>>>
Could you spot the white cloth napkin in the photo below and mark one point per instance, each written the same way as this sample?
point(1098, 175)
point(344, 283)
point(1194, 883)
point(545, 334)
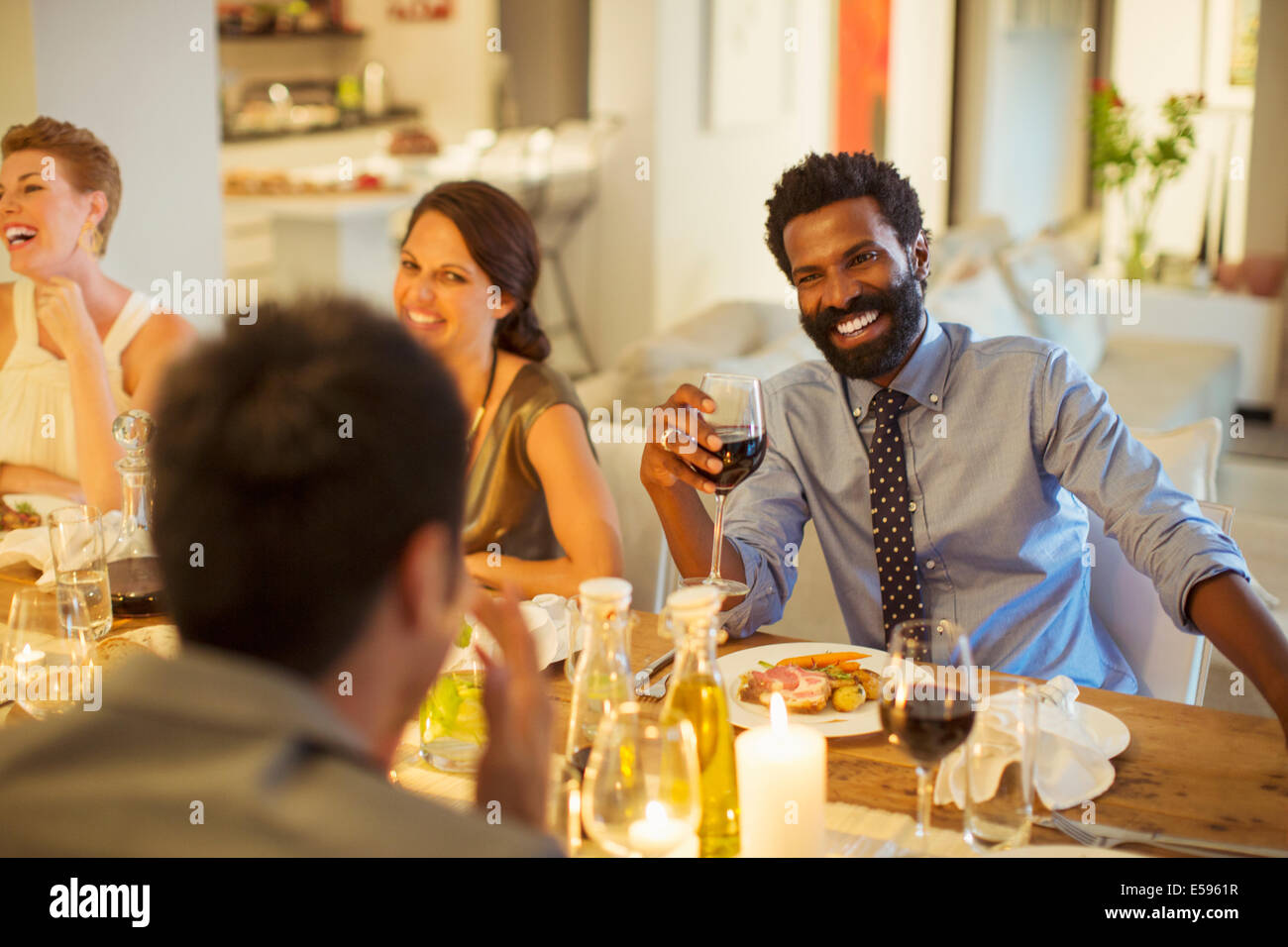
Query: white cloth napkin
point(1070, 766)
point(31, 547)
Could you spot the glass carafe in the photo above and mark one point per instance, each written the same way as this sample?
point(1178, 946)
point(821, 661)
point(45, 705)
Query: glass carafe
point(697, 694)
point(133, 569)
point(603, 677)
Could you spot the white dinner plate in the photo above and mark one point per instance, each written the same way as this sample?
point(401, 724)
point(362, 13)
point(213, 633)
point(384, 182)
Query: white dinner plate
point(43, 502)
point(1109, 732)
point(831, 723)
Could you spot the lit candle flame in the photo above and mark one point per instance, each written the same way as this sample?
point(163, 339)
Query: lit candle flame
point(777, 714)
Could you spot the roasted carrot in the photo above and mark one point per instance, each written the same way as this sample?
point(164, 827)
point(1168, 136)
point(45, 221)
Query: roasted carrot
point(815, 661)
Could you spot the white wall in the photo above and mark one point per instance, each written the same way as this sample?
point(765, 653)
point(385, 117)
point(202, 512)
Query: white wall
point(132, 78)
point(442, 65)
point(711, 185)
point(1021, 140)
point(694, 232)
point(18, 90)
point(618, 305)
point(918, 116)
<<<
>>>
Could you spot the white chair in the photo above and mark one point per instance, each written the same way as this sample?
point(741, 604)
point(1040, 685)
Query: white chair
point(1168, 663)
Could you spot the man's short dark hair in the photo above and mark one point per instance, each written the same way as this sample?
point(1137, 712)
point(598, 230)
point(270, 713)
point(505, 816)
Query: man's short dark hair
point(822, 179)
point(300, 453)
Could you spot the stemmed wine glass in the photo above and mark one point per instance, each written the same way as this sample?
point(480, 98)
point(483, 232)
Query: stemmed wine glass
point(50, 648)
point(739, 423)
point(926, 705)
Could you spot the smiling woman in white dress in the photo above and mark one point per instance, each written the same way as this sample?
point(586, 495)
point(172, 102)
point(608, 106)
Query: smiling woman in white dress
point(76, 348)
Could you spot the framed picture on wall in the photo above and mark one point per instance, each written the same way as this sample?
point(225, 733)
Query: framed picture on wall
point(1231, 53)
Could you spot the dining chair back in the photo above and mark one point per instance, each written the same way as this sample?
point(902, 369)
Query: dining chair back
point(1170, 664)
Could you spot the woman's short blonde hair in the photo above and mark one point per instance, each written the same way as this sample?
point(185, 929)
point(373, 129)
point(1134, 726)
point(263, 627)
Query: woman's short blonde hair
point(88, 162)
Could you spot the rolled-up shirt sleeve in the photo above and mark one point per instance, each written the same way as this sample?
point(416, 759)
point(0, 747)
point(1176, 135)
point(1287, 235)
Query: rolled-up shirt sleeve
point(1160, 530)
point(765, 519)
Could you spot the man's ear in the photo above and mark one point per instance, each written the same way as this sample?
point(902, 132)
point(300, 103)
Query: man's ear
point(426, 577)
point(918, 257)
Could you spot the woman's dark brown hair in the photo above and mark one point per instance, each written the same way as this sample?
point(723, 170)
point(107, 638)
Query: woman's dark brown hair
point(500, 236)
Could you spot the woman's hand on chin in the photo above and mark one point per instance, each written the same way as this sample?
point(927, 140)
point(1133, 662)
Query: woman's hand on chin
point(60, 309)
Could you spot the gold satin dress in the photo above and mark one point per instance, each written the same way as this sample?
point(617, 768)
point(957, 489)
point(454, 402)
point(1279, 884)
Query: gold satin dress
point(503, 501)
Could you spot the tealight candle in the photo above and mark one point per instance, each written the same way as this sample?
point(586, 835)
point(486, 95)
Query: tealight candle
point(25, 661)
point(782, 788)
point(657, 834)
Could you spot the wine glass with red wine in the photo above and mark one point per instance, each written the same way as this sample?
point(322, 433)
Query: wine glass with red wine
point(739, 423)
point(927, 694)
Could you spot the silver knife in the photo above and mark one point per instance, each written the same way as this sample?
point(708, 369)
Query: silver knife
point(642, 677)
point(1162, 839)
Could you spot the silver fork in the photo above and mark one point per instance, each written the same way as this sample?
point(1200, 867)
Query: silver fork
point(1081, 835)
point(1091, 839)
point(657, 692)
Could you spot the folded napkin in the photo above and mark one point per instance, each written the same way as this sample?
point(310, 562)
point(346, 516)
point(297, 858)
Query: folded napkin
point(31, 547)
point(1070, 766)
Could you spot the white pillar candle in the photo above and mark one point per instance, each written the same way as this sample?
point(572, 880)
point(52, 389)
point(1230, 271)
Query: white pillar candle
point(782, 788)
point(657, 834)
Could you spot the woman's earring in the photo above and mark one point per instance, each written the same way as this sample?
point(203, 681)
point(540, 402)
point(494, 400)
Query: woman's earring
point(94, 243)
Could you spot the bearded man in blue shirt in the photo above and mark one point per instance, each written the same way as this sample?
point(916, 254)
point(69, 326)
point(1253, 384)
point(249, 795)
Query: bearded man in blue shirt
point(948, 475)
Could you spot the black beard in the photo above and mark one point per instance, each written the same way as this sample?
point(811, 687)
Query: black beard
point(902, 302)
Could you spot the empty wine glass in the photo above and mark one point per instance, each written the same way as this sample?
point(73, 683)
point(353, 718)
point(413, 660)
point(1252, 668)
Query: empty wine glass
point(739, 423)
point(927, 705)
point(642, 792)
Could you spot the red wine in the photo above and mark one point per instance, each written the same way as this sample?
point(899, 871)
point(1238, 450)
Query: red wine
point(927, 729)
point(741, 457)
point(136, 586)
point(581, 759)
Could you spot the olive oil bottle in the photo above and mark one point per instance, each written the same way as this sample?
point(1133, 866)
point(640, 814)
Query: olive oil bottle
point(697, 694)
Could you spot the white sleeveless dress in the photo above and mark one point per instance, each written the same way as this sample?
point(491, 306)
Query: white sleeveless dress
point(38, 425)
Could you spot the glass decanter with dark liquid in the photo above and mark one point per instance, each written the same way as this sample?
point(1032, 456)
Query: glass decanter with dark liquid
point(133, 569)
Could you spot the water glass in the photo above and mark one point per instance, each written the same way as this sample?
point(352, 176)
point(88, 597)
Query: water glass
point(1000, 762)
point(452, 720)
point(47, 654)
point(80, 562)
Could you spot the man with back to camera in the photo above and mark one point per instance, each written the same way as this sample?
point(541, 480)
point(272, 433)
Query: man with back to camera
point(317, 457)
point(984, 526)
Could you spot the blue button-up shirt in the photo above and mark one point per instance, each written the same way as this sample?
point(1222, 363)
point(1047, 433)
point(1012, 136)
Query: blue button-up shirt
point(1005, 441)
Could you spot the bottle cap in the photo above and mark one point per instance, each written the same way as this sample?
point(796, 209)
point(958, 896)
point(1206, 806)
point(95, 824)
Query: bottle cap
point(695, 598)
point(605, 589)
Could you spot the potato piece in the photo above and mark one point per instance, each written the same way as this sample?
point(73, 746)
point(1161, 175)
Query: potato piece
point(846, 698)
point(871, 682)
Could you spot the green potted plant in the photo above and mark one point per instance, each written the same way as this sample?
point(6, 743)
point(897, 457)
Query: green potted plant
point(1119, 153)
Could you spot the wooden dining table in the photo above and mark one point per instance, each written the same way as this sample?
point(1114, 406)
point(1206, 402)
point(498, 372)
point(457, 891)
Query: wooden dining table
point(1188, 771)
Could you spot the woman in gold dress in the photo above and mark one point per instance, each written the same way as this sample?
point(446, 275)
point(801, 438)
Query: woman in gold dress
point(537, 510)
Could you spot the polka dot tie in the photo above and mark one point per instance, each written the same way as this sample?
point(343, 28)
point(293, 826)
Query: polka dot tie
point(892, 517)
<<<
* Exercise *
Count the lines in the entries above that contain the word "flame", treating uppercase and lowercase as different. Reply with the number only.

* Task output *
2